▶ **Source document**:

----------

Here’s one of my specialties that I’ve perfected over the last few years.

  1. Buy some of this
  2. Go to your local butcher and order a large chateaubriand cut. This is basically the end of the top sirloin cut. You want somewhere around 2 to 2 1/2 lbs. We’re talking about an inch thick or more.
  3. Bring it home, cover it in the rub, let it sit for a while; half an hour will do, but an hour is better. I let it sit on the counter at room temp.
  4. Get a cast iron pan out (you can do it in a regular sauté pan, too) and get it hot on high heat. Drop a bit of olive oil on it to cover the bottom of the pan and put your steak on it. Let it ride until it starts to brown on the bottom.
  5. Flip the steak over and put it under a broiler and let it cook. If it starts to really brown, or rather go past browning, and it’s not yet done enough, you can move it to the oven to finish it off, but it’s usually not necessary.
  6. Like all steaks, you want to stop early as it keeps cooking. I like mine rare, so I stop when it looks cooked but is still a little bloody, and by the time I have it on the table it’s pink but not actually bloody.

----------

▶ **Tasks to complete**:
1. Echo the steak recipe word for word, the stretch from "5. Flip the" through "usually not necessary.".
2. Name every pan or cooking appliance the steak recipe mentions for cooking the meat.
3. Go on with the steak recipe, picking up after its final sentence.
The entries that come next are drawn from a different source than the steak recipe.

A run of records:
----------

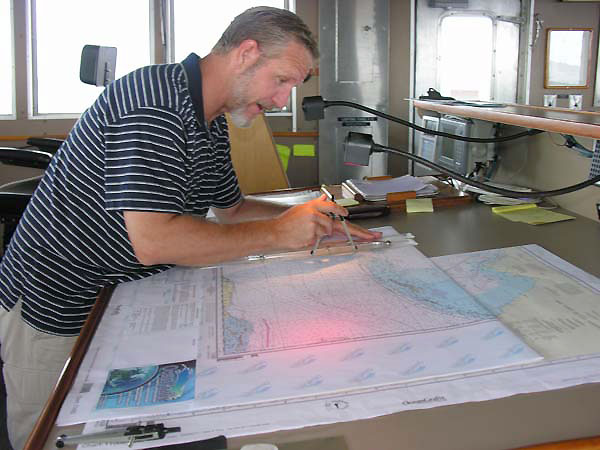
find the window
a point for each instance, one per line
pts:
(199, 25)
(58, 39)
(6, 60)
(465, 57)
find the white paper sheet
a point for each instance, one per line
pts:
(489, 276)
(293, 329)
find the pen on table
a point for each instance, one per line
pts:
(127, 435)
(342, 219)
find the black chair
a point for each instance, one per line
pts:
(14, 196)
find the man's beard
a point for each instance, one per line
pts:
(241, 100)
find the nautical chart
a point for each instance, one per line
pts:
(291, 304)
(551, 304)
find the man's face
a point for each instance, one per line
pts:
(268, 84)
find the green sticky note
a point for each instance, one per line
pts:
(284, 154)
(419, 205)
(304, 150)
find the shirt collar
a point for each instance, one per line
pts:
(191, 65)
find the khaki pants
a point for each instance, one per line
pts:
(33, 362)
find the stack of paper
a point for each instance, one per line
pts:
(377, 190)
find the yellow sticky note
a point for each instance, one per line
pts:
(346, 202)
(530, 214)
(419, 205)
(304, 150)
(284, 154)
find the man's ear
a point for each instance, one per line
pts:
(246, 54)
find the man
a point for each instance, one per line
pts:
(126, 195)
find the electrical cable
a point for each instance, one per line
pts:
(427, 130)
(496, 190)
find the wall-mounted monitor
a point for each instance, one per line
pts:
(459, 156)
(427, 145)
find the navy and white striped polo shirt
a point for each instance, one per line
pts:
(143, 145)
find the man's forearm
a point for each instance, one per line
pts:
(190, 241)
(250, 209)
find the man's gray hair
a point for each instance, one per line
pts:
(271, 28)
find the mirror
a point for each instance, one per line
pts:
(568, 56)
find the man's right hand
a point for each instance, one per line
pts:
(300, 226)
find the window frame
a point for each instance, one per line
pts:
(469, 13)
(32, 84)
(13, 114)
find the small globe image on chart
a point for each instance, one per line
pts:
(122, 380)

----------

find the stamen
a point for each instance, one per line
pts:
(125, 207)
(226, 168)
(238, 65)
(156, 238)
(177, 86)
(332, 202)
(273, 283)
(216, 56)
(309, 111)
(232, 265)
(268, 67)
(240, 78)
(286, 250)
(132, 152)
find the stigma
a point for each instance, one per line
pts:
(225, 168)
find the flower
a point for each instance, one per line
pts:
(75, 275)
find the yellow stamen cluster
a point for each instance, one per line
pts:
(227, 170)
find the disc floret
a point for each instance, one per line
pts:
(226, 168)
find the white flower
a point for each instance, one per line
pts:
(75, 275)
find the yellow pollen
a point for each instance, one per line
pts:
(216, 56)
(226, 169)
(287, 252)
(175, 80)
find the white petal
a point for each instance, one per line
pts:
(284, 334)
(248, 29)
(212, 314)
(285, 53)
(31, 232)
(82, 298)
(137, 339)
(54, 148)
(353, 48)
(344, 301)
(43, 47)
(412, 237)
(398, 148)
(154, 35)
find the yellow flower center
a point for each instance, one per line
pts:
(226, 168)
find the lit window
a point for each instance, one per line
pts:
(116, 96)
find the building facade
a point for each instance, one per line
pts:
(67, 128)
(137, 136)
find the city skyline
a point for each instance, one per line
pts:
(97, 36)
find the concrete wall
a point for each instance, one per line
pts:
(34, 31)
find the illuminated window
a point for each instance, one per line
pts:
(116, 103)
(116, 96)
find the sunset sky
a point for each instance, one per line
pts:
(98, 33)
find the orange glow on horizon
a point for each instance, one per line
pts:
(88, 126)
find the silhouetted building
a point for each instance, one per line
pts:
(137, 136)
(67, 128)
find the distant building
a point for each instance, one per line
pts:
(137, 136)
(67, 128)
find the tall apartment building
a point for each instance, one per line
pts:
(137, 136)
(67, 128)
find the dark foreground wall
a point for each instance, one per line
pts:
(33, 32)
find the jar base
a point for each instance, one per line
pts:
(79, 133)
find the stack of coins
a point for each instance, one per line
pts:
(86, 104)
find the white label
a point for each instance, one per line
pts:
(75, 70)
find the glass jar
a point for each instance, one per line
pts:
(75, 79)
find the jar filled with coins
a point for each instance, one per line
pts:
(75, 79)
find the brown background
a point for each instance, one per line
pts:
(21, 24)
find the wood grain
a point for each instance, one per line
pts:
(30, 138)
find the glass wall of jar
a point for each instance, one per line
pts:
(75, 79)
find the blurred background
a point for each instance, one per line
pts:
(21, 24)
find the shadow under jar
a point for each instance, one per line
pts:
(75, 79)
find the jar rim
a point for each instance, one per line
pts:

----------

▶ **Answers**:
1.
5. Flip the steak over and put it under a broiler and let it cook. If it starts to really brown, or rather go past browning, and it’s not yet done enough, you can move it to the oven to finish it off, but it’s usually not necessary.

2. cast iron pan, regular sauté pan, broiler, oven

3.
  7. Buy some really good cow’s milk blue cheese. Ideally it’s not crumbly, but it should be actually blue (so, not like a brie; you can use something like cambozola if you can’t find anything fancier). The simple version is to just cut it into thin slices (here is my favorite cheese knife in the world, made of plastic, yet works so well it’s hard to believe) and put it over the steak right before you remove it from the oven. It should melt into a thin-ish layer over the steak. You don’t have to cover the entire steak, but it should be across enough of it that you’re likely to get a little in almost every bite.
  8. Slice into long strips (be sure to cut across the grains) and serve.

Optional, but only just:

  1. Get a good bottle of red wine and poor a small amount into the sauté pan (enough to cover the bottom) and reduce it. The steak will have left some fat, likely a bit charred but that’s fine, and, more importantly, a fair amount of the rub you put on it along with some of its own juices. The reduction from that rub with a solid red wine is fantastic.